(Stored lines from a collection)
^^^^^^^^^^^^^^^^
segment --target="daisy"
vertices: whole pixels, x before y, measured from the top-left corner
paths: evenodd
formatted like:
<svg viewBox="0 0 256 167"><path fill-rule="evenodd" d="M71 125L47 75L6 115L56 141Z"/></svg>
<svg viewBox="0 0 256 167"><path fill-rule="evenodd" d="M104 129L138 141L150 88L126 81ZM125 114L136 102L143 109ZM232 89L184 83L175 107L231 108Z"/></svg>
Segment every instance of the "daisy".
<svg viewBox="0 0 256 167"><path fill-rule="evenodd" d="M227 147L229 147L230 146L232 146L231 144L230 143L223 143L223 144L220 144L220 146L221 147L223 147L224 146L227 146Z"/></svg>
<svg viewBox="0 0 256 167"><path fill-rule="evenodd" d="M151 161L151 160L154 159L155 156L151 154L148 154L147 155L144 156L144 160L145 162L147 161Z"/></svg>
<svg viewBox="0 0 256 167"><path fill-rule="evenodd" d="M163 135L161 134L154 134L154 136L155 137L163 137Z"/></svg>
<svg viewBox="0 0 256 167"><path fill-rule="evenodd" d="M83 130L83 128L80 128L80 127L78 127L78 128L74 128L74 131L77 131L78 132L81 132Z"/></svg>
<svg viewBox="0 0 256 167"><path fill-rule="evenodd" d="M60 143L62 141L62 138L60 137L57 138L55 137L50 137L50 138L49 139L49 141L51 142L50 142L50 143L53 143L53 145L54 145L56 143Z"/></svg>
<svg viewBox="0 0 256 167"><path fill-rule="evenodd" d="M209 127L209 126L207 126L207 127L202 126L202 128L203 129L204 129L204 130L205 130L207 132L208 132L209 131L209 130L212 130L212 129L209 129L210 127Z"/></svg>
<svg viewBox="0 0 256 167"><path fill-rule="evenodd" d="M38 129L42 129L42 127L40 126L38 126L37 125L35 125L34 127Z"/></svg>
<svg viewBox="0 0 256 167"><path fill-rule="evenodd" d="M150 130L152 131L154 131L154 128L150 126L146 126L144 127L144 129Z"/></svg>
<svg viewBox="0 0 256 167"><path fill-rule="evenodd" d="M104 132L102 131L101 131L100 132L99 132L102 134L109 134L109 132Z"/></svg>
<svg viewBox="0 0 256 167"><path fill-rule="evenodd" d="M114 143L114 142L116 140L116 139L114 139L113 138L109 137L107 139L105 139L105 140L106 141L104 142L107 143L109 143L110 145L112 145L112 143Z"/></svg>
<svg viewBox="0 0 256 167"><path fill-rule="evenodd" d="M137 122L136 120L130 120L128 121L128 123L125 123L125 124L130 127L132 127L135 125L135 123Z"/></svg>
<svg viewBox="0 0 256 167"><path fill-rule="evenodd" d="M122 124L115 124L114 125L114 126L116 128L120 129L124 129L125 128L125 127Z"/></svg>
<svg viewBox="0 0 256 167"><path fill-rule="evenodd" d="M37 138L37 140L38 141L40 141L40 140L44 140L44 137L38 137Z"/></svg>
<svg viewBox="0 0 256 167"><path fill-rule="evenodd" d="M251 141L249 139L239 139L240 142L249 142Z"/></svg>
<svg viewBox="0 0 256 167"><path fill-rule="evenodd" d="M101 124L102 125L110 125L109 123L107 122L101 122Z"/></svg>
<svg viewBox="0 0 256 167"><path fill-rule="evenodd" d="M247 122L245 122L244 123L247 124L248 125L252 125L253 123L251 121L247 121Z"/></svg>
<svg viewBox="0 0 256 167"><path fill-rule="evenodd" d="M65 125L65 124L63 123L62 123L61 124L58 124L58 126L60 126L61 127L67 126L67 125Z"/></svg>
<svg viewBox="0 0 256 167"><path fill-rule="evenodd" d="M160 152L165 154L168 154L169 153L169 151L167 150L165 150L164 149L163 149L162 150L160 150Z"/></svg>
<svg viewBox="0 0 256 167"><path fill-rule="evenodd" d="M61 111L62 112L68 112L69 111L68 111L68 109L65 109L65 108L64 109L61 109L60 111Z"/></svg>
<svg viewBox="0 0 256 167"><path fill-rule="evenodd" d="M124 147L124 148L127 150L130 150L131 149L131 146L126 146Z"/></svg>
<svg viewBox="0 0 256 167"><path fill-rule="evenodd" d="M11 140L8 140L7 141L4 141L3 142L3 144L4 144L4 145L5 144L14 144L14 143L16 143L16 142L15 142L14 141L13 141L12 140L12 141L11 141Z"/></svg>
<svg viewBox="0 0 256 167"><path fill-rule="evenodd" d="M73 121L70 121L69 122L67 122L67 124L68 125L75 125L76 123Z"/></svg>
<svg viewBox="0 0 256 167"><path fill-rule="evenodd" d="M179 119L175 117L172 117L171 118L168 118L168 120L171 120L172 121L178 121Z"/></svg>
^^^^^^^^^^^^^^^^
◆ **Task prompt**: Please turn the lines above into a JSON list of strings, with one string per line and no blank lines.

◆ **Response**:
[
  "segment --target=\"daisy\"",
  "vertices: whole pixels, x before y, measured from the top-left corner",
  "paths: evenodd",
  "formatted like:",
  "<svg viewBox=\"0 0 256 167\"><path fill-rule=\"evenodd\" d=\"M71 125L47 75L6 115L56 141Z\"/></svg>",
  "<svg viewBox=\"0 0 256 167\"><path fill-rule=\"evenodd\" d=\"M104 129L138 141L150 88L126 81ZM125 114L136 102L143 109ZM232 89L184 83L175 107L231 108Z\"/></svg>",
  "Segment every instance of the \"daisy\".",
  "<svg viewBox=\"0 0 256 167\"><path fill-rule=\"evenodd\" d=\"M227 147L229 147L230 146L232 146L231 144L230 143L223 143L223 144L220 144L220 146L221 147L223 147L224 146L227 146Z\"/></svg>",
  "<svg viewBox=\"0 0 256 167\"><path fill-rule=\"evenodd\" d=\"M151 161L151 160L154 159L155 156L151 154L148 154L147 155L144 156L144 160L145 162L147 161Z\"/></svg>",
  "<svg viewBox=\"0 0 256 167\"><path fill-rule=\"evenodd\" d=\"M163 135L161 134L154 134L154 136L155 137L163 137Z\"/></svg>",
  "<svg viewBox=\"0 0 256 167\"><path fill-rule=\"evenodd\" d=\"M83 130L83 128L80 128L80 127L78 127L78 128L74 128L74 131L77 131L78 132L81 132Z\"/></svg>",
  "<svg viewBox=\"0 0 256 167\"><path fill-rule=\"evenodd\" d=\"M60 143L62 141L62 138L60 137L57 138L55 137L50 137L50 138L49 139L49 141L51 142L50 142L50 143L53 143L53 145L54 145L56 143Z\"/></svg>",
  "<svg viewBox=\"0 0 256 167\"><path fill-rule=\"evenodd\" d=\"M209 127L209 126L207 126L207 127L202 126L202 128L203 129L204 129L204 130L205 130L207 132L208 132L209 131L209 130L212 130L212 129L209 129L210 127Z\"/></svg>",
  "<svg viewBox=\"0 0 256 167\"><path fill-rule=\"evenodd\" d=\"M38 129L42 129L42 127L40 126L38 126L37 125L35 125L34 127Z\"/></svg>",
  "<svg viewBox=\"0 0 256 167\"><path fill-rule=\"evenodd\" d=\"M150 130L152 131L154 131L154 128L150 126L146 126L144 127L144 129Z\"/></svg>",
  "<svg viewBox=\"0 0 256 167\"><path fill-rule=\"evenodd\" d=\"M104 132L102 131L101 131L100 132L99 132L102 134L109 134L109 132Z\"/></svg>",
  "<svg viewBox=\"0 0 256 167\"><path fill-rule=\"evenodd\" d=\"M114 143L114 142L116 140L116 139L114 139L113 138L109 137L107 139L105 139L105 140L106 141L104 142L107 143L109 143L110 145L112 145L112 143Z\"/></svg>",
  "<svg viewBox=\"0 0 256 167\"><path fill-rule=\"evenodd\" d=\"M137 122L136 120L130 120L128 121L128 123L125 123L125 124L130 127L132 127L135 125L135 123Z\"/></svg>",
  "<svg viewBox=\"0 0 256 167\"><path fill-rule=\"evenodd\" d=\"M122 124L115 124L114 125L114 126L116 128L120 129L124 129L125 128L125 127Z\"/></svg>",
  "<svg viewBox=\"0 0 256 167\"><path fill-rule=\"evenodd\" d=\"M37 138L37 140L38 141L40 141L40 140L44 140L44 137L38 137Z\"/></svg>",
  "<svg viewBox=\"0 0 256 167\"><path fill-rule=\"evenodd\" d=\"M251 141L249 139L239 139L240 142L249 142Z\"/></svg>",
  "<svg viewBox=\"0 0 256 167\"><path fill-rule=\"evenodd\" d=\"M101 124L102 125L110 125L109 123L107 122L101 122Z\"/></svg>",
  "<svg viewBox=\"0 0 256 167\"><path fill-rule=\"evenodd\" d=\"M247 122L245 122L244 123L247 124L248 125L252 125L253 123L251 121L247 121Z\"/></svg>",
  "<svg viewBox=\"0 0 256 167\"><path fill-rule=\"evenodd\" d=\"M65 125L65 124L63 123L62 123L61 124L58 124L58 126L60 126L61 127L67 126L67 125Z\"/></svg>",
  "<svg viewBox=\"0 0 256 167\"><path fill-rule=\"evenodd\" d=\"M160 152L165 154L168 154L169 153L169 151L167 150L165 150L164 149L163 149L162 150L160 150Z\"/></svg>",
  "<svg viewBox=\"0 0 256 167\"><path fill-rule=\"evenodd\" d=\"M61 111L62 112L68 112L69 111L68 111L68 109L65 109L65 108L64 109L61 109L60 111Z\"/></svg>",
  "<svg viewBox=\"0 0 256 167\"><path fill-rule=\"evenodd\" d=\"M124 147L124 148L127 150L130 150L131 149L131 146L126 146Z\"/></svg>",
  "<svg viewBox=\"0 0 256 167\"><path fill-rule=\"evenodd\" d=\"M11 140L8 140L7 141L4 141L3 142L3 144L4 144L4 145L5 144L14 144L14 143L16 143L16 142L15 142L14 141L13 141L12 140L12 141L11 141Z\"/></svg>",
  "<svg viewBox=\"0 0 256 167\"><path fill-rule=\"evenodd\" d=\"M73 121L70 121L69 122L67 122L67 124L68 125L75 125L76 123Z\"/></svg>",
  "<svg viewBox=\"0 0 256 167\"><path fill-rule=\"evenodd\" d=\"M179 119L175 117L172 117L171 118L168 118L168 120L171 120L172 121L178 121Z\"/></svg>"
]